• GOAL
Update the lines starting with the line that contains "Get skier's arm." and going on through the line that contains "0 18 800 799" by changing "skier's" to "athlete's" and keeping all else the same. Give back only those lines.

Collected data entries
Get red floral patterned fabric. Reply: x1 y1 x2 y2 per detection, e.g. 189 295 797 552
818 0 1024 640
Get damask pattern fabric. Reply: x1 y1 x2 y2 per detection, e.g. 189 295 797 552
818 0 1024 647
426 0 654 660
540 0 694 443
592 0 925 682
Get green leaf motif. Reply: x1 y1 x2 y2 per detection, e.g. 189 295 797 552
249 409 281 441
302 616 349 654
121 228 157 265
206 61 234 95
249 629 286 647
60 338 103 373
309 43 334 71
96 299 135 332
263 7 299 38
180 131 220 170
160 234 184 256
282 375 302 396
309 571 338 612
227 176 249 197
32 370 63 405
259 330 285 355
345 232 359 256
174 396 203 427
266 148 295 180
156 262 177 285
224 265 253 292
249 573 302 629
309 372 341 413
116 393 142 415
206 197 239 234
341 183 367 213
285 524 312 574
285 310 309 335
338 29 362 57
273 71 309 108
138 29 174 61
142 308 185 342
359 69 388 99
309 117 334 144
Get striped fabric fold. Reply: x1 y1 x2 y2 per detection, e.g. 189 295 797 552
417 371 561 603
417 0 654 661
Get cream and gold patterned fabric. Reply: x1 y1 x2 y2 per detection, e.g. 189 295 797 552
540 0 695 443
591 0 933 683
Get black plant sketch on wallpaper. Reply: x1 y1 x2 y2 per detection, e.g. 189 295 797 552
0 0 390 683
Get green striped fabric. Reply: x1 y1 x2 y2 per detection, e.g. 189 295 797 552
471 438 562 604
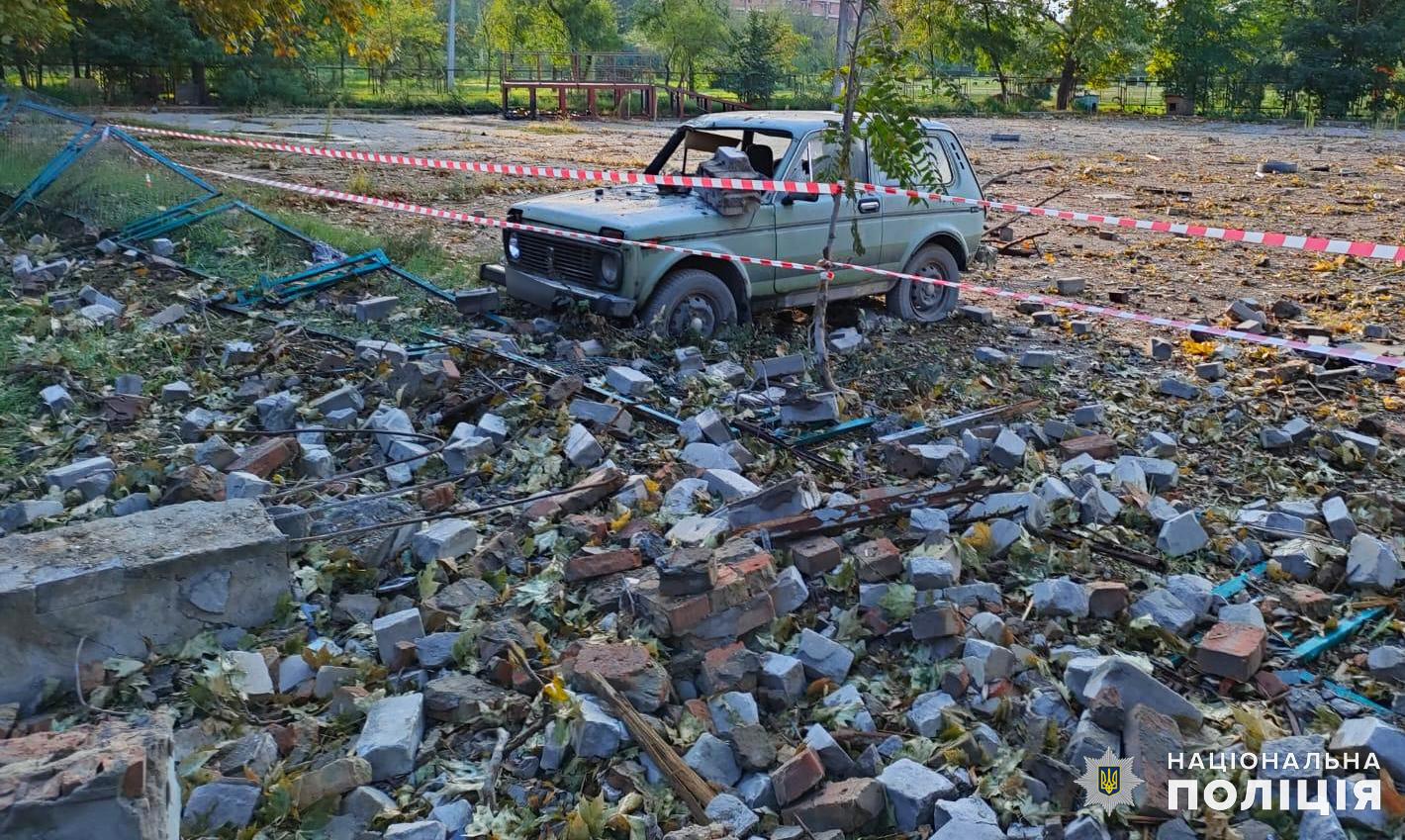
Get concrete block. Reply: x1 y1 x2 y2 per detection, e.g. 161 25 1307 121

==

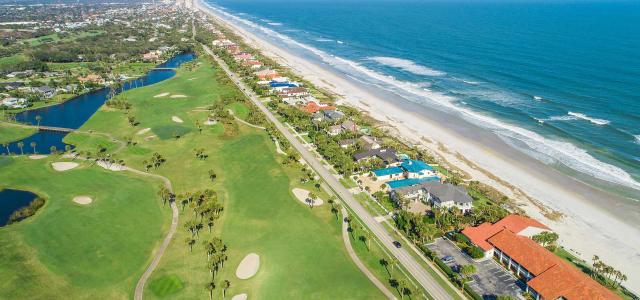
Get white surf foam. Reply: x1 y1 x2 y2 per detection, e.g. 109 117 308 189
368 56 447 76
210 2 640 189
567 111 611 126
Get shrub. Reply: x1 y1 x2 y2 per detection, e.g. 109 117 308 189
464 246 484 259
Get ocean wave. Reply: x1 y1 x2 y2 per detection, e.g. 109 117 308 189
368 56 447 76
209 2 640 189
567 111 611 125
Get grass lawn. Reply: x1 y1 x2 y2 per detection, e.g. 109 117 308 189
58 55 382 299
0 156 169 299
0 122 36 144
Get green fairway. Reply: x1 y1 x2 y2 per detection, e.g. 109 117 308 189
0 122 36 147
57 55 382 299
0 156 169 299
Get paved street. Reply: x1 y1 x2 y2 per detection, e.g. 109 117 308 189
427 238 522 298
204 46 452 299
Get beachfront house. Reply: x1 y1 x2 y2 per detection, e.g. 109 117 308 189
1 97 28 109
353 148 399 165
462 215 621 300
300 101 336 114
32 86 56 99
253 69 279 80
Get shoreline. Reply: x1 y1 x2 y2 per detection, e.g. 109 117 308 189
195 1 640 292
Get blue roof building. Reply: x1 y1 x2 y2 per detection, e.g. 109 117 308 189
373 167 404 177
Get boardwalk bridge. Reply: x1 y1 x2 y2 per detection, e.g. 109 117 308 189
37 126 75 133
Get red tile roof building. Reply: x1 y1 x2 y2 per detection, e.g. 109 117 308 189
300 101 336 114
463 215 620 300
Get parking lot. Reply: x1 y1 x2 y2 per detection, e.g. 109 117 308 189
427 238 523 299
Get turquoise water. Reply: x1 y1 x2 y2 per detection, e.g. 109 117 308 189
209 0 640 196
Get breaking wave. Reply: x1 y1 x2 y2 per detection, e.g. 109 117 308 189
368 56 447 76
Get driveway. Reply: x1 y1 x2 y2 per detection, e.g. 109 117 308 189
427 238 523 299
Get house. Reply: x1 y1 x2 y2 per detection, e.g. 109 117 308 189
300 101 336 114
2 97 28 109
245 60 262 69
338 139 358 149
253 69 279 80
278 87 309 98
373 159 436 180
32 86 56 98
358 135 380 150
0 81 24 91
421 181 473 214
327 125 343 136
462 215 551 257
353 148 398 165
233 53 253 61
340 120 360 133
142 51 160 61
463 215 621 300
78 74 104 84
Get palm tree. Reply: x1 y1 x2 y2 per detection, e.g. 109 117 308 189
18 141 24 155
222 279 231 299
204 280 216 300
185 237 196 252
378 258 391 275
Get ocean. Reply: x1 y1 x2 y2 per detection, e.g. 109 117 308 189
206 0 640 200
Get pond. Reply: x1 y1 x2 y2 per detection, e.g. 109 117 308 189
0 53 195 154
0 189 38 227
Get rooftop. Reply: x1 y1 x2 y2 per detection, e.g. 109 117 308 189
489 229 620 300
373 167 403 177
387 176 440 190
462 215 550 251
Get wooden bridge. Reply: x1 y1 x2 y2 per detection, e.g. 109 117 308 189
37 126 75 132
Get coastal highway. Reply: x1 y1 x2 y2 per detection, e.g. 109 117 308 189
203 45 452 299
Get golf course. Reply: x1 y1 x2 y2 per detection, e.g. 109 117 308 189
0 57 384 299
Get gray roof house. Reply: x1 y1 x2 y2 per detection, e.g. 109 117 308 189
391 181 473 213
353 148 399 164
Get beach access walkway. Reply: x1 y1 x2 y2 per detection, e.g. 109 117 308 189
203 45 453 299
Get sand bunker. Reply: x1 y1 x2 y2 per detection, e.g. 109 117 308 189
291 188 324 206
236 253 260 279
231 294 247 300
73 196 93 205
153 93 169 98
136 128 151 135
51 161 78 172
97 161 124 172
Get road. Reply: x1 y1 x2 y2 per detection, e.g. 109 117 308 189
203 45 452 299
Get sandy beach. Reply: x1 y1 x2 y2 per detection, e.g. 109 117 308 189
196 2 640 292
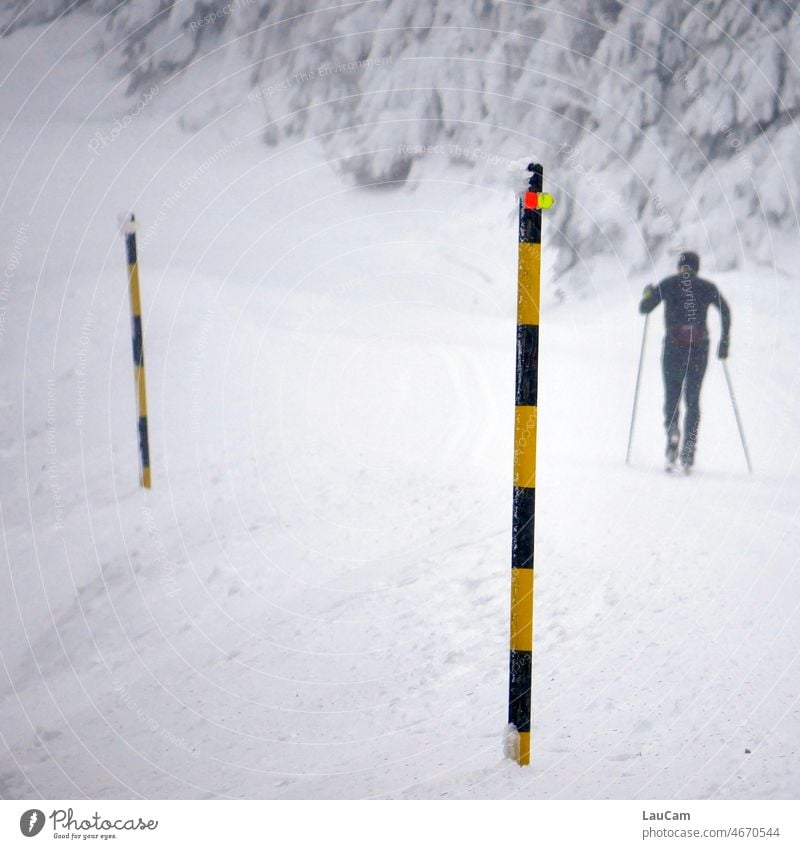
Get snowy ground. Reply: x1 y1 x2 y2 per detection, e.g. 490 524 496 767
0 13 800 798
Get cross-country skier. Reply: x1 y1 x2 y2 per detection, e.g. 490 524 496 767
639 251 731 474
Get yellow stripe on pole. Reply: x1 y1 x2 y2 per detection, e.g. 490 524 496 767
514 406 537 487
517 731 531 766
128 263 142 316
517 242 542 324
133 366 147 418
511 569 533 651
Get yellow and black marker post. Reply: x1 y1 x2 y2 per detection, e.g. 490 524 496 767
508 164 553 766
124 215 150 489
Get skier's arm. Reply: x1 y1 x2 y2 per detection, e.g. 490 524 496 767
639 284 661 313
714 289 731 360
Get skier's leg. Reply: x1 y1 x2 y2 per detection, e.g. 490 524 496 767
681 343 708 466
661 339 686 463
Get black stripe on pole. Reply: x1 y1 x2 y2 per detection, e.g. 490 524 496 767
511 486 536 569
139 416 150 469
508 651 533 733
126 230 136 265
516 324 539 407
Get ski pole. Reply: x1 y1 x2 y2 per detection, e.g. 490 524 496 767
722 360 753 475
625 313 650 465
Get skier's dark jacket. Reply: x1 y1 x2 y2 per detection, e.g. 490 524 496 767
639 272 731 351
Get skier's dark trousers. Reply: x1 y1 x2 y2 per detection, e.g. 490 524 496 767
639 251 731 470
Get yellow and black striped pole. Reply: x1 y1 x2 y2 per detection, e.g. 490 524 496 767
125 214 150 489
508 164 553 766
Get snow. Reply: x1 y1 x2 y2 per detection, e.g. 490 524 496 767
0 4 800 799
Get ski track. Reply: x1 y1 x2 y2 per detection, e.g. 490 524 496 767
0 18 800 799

• FINISHED EXERCISE
Get athlete's arm. Reply: x1 y1 x2 y2 per detection, e.g. 490 524 496 767
639 284 661 313
714 289 731 360
Get athlete's leg. Reply: x1 y1 x2 y2 per detection, e.g. 490 524 496 767
681 343 708 466
661 339 686 463
Get black stripe on pole. Reply: x1 y1 x2 y2 per detection, e.g. 490 524 496 767
511 486 536 569
139 416 150 469
508 651 533 733
126 230 136 265
516 324 539 407
Get ski pole. Reply: x1 y1 x2 y2 per detection, e.g. 490 524 496 767
722 360 753 475
625 313 650 465
Get athlete's dark jacket. Reply: x1 y1 x2 y2 per detection, e.g. 490 524 496 767
639 272 731 351
Get athlete's dark trousers. Reply: x1 y1 x2 y2 per detection, e.g. 490 524 496 767
639 251 731 470
Get yellow and black striped pole. Reply: x1 y1 x2 y2 per detection, e.g. 490 524 496 767
125 214 150 489
508 164 553 766
Get snow. Reply: x1 y1 x2 y2 per detection, e.g. 490 524 496 767
0 4 800 799
Get ski track. Reply: x1 y1 x2 y2 per detection, e.g. 490 524 496 767
0 18 800 799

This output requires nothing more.